EXERCISE SET =
A - In the passage on humor, what does laughter produce that promotes an overall sense of well-being?
B - Print the stretch of the passage on humor from "Humor is grace." through "us live longer.".

(Beginning of EXCERPT TO READ)

There is a lot of suffering going on right now. People are struggling in big and small ways, but there is still room for humor. (I say this recognizing that I am in a very privileged position not to be coping with any major hardship that jeopardizes life as I know it. Others, I am acutely aware, may not have the same experience). Still it is okay, maybe even critical, to embrace humor right now. Elizabeth Gilbert, best-selling author of Eat, Pray, Love and Big Magic, put it in a way that resonated for me recently. She said:


“Humor has to be shot through the entirety of your life or you really are not going to make it through Earth School. Because Earth School is a hard school. It’s a hard assignment. And humor is literally grace. We may not be able to survive without it.”

Humor is grace. I love that. It gives us the strength to persevere, the power to heal even. The psychological benefits of humor are well established. It draws people together in ways that facilitates healthy changes in our physical and emotional health.

• Physically, laughter strengthens our immune system, diminishes pain and protects our body from the long term impact of stress. Physiologically, laughter relaxes our whole body, releases physical tension and produces endorphins, which promote an overall sense of well-being. Additionally, our immune system is enhanced by decreased stress hormones and increased infection fighting antibodies. Some studies even suggest that laughter fights heart disease and may help us live longer.

(End of EXCERPT TO READ)
(Beginning of DATA LISTING)

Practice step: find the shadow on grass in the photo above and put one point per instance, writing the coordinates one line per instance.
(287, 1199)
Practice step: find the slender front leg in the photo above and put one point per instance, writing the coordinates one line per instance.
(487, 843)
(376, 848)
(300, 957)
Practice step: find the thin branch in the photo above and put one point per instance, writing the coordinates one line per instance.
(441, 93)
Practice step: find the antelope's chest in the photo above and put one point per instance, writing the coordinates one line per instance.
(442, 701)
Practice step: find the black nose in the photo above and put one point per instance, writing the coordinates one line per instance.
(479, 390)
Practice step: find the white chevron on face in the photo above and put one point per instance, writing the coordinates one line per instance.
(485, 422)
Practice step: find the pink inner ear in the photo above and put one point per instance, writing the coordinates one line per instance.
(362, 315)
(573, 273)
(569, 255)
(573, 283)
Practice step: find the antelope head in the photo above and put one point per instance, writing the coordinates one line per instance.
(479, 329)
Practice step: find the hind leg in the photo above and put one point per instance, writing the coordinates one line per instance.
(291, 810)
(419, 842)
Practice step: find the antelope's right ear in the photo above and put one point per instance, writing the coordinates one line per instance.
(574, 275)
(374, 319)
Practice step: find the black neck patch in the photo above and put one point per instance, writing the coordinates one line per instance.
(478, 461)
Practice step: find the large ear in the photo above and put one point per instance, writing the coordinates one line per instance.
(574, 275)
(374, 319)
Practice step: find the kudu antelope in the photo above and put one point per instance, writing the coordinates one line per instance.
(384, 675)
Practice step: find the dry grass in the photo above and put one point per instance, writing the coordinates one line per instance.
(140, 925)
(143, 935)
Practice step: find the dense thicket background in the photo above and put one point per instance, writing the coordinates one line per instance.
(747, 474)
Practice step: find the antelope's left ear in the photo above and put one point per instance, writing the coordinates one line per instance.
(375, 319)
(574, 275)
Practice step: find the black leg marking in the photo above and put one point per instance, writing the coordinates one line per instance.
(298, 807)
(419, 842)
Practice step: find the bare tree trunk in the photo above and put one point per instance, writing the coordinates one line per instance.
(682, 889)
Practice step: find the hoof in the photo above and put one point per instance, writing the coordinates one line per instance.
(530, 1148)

(End of DATA LISTING)

RESPONSES FOR EACH TASK =
A - Endorphins.

B -
Humor is grace. I love that. It gives us the strength to persevere, the power to heal even. The psychological benefits of humor are well established. It draws people together in ways that facilitates healthy changes in our physical and emotional health.

• Physically, laughter strengthens our immune system, diminishes pain and protects our body from the long term impact of stress. Physiologically, laughter relaxes our whole body, releases physical tension and produces endorphins, which promote an overall sense of well-being. Additionally, our immune system is enhanced by decreased stress hormones and increased infection fighting antibodies. Some studies even suggest that laughter fights heart disease and may help us live longer.